* [EXTRACT TO READ]

Hed Kandi, the ubiquitous club brand comprising residencies all over the world, compilation CD sales topping 50 million, a multitude of Top 40 hits, and one of the most widely recognized clubbing-lifestyle identities in the world, suffered a major staff walkout--one that included the man who created it.

As the now-former director of American operations, Eric Kupper, says, "the main reason for leaving for most of us was that Hed Kandi was originally owned by a small radio station in London called Jazz FM [now Smooth FM]. A large corporation called the Guardian Media Group [best known for the Guardian, which is a major U.K. newspaper] bought Jazz FM and along with it, Hed Kandi." It seems that this should have been the moment when those who had sweated their heart and soul into creating the glamorous party phenomena would finally hit paydirt, particularly Mark Doyle, the visionary who spearheaded the concept and tirelessly built it up over five years.

* [GIVEN REQUEST] Carry the article about the Hed Kandi staff walkout forward, beginning right after its last sentence. The items that come next play no part in the work.

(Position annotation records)
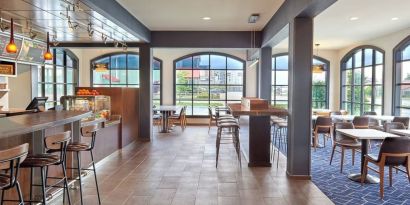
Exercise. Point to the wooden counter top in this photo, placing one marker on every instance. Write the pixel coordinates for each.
(22, 124)
(238, 109)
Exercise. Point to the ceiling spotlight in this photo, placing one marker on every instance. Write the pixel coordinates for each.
(3, 26)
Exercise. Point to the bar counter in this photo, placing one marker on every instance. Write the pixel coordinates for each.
(257, 148)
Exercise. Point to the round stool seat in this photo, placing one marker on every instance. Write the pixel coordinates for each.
(4, 181)
(78, 146)
(40, 160)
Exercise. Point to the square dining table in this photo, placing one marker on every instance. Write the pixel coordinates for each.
(364, 135)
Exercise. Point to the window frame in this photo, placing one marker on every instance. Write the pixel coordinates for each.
(397, 61)
(54, 83)
(343, 67)
(126, 53)
(315, 57)
(209, 54)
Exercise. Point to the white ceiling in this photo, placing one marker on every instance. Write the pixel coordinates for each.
(226, 15)
(334, 29)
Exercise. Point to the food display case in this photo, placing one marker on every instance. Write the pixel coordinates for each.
(100, 105)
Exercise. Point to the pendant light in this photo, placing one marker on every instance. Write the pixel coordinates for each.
(11, 47)
(318, 68)
(47, 54)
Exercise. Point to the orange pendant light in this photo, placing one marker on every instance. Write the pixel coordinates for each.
(11, 47)
(47, 54)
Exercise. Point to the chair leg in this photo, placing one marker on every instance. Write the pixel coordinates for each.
(333, 152)
(381, 173)
(95, 177)
(43, 188)
(65, 184)
(342, 159)
(80, 177)
(18, 189)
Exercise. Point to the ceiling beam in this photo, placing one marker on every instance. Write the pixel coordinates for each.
(113, 11)
(286, 13)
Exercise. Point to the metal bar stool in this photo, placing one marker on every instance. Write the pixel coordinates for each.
(233, 127)
(55, 154)
(10, 161)
(77, 147)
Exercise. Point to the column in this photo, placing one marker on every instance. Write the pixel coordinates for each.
(300, 97)
(265, 73)
(145, 94)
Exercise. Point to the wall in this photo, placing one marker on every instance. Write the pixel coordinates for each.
(20, 87)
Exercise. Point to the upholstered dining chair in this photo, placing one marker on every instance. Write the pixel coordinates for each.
(344, 142)
(393, 152)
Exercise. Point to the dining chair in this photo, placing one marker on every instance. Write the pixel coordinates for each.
(361, 122)
(323, 126)
(404, 120)
(393, 152)
(344, 142)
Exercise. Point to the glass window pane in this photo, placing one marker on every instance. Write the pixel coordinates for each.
(235, 77)
(200, 92)
(201, 62)
(358, 59)
(184, 63)
(60, 74)
(281, 77)
(118, 62)
(368, 78)
(357, 76)
(282, 62)
(200, 76)
(183, 92)
(368, 57)
(218, 93)
(218, 62)
(235, 92)
(234, 64)
(118, 77)
(133, 61)
(133, 76)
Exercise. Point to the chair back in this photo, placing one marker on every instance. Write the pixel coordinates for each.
(341, 125)
(393, 125)
(395, 146)
(323, 124)
(361, 122)
(10, 161)
(404, 120)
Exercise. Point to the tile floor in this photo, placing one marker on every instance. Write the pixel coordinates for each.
(179, 169)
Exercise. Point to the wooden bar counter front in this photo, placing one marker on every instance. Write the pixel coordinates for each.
(259, 129)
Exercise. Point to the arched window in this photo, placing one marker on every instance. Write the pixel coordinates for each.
(320, 85)
(57, 77)
(123, 71)
(208, 79)
(402, 78)
(362, 80)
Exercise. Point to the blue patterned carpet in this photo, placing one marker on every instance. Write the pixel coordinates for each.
(341, 190)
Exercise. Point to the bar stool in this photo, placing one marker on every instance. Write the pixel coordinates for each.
(221, 137)
(56, 146)
(10, 161)
(77, 147)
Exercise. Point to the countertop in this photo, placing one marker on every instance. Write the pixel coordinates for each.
(22, 124)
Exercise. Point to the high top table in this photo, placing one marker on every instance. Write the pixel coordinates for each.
(259, 133)
(365, 135)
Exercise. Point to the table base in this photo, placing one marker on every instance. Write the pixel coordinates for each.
(369, 178)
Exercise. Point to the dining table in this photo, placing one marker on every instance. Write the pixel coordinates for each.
(166, 111)
(365, 135)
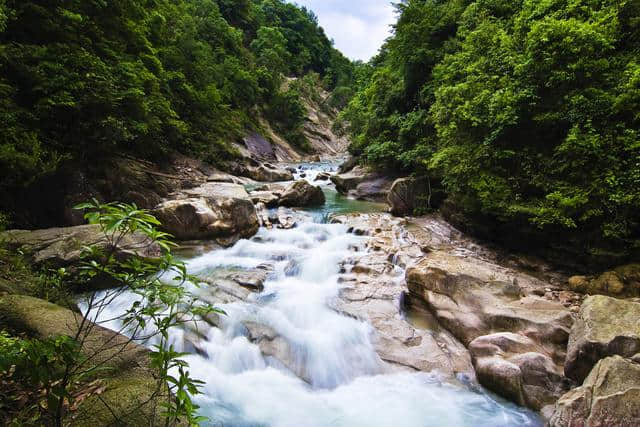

* [RESULT]
Doyle was a DJ in the late eighties West London acid-house scene who created the now-wistfully spoken of nights, Freestyle (1988) and Back To Love (1996). After joining Jazz FM in 1999 with his radio show "Hed Kandi," he approached the higher-ups about spinning it off into a compilation label to showcase the music he was playing. They agreed, but did little to support him financially or structurally.

In an interview with Pacha.com, he recently recounted how "during the first two years of Hed Kandi, I actually spent an awful lot of my own money. I remember when we received our very first two mix CDs, I went into the office and said 'I think it would be a really good idea for me to go out to Ibiza with a couple of hundred copies of each of these albums and give them to all the bars and all the people there.' The company said 'No, we don't see the point of that.' So I paid for my own holiday, went to Ibiza, took the CDs with me and gave them out at my own expense. We didn't really start doing many gigs until the second year of Hed Kandi and at those I basically DJed for free too; we did fourteen weeks of gigs in Ibiza in the second year and I never took a penny for it or charged the company."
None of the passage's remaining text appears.